→ **Task prompt**: Repeat, please, only the lines from the top of the data down to the line with "Task: Could you identify the overcast"; include both of those lines.
______________________________
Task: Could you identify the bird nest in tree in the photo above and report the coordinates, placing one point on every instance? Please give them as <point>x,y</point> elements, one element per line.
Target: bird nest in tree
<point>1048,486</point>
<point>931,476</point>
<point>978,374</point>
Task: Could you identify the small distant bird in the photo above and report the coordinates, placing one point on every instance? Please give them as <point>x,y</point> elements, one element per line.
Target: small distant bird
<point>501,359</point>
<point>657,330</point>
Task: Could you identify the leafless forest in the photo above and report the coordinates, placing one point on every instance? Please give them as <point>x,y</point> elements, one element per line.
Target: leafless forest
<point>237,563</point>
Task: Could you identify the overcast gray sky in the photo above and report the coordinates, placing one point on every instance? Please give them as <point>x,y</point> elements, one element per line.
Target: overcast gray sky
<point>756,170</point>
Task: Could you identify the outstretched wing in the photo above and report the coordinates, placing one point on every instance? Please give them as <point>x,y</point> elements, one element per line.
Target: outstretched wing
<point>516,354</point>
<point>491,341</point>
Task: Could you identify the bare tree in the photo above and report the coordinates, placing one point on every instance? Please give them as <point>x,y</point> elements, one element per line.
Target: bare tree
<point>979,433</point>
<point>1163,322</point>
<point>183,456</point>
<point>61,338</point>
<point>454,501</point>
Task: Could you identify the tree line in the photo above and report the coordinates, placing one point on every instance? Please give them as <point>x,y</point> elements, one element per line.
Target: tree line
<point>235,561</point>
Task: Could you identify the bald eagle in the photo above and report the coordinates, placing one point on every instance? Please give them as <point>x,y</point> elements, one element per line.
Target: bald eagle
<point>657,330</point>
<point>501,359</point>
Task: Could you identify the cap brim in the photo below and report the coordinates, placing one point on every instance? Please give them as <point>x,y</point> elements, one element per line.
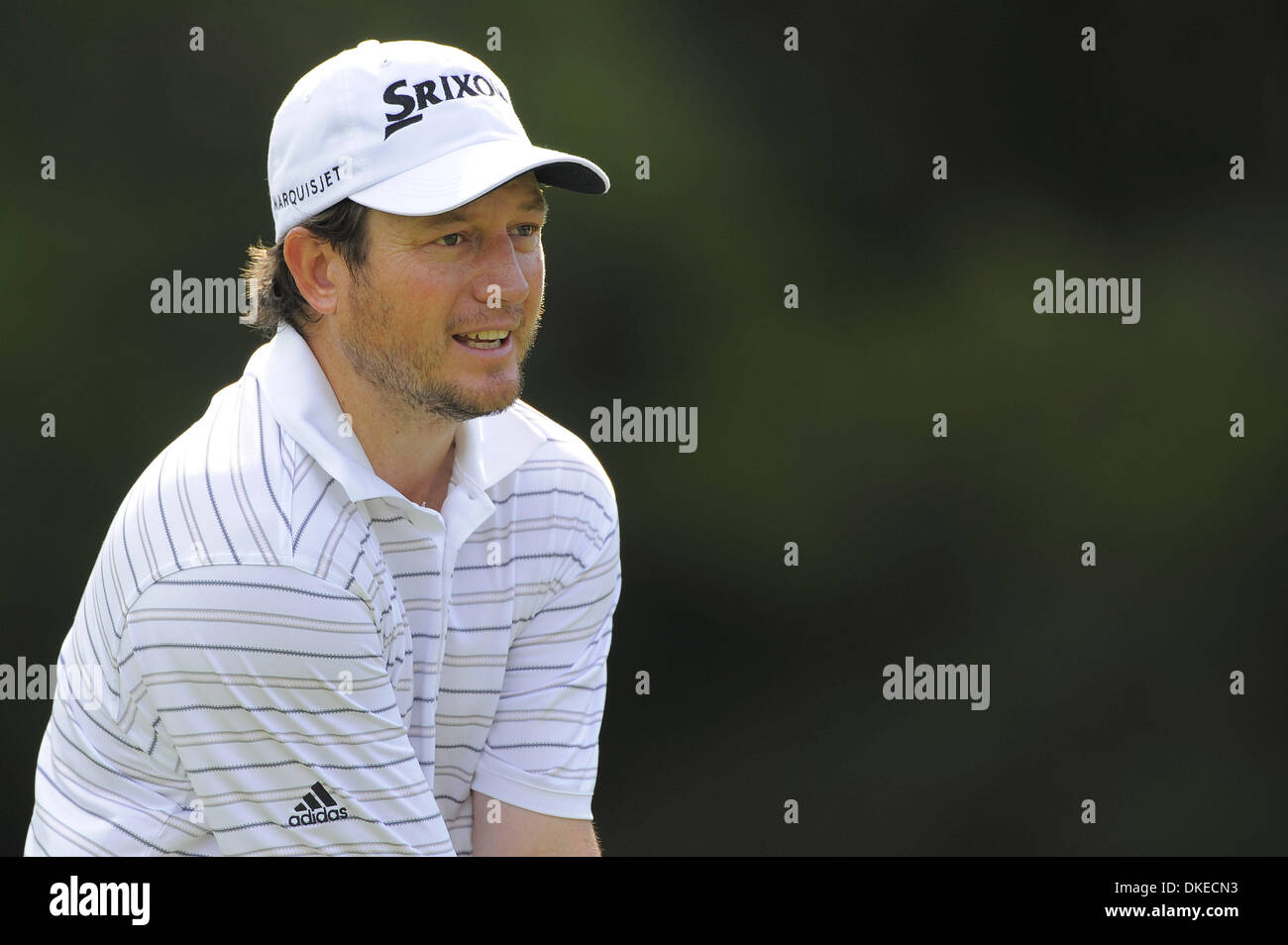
______________________________
→ **Answer for this exercise**:
Task: Could you identify the bird nest in tree in the photo above and report the coordinates, placing one point on every instance? Please give them as <point>x,y</point> elements, one element per line.
Target: bird nest in tree
<point>1048,486</point>
<point>931,476</point>
<point>978,374</point>
Task: Could you identify the small distant bird in the photo above and report the coordinates, placing one point on every instance? Please give them as <point>x,y</point> elements, one element per line.
Target: small distant bird
<point>501,359</point>
<point>657,330</point>
Task: Could you identify the leafless forest in the photo above and report the coordinates, placing one point on every instance? Please give them as <point>x,y</point> elements, one element per line.
Target: leafless forest
<point>237,563</point>
Task: Could you identify the overcast gray sky in the photo above and report the coordinates, placing one point on every instance? Please give them as <point>x,y</point> elements, one element per line.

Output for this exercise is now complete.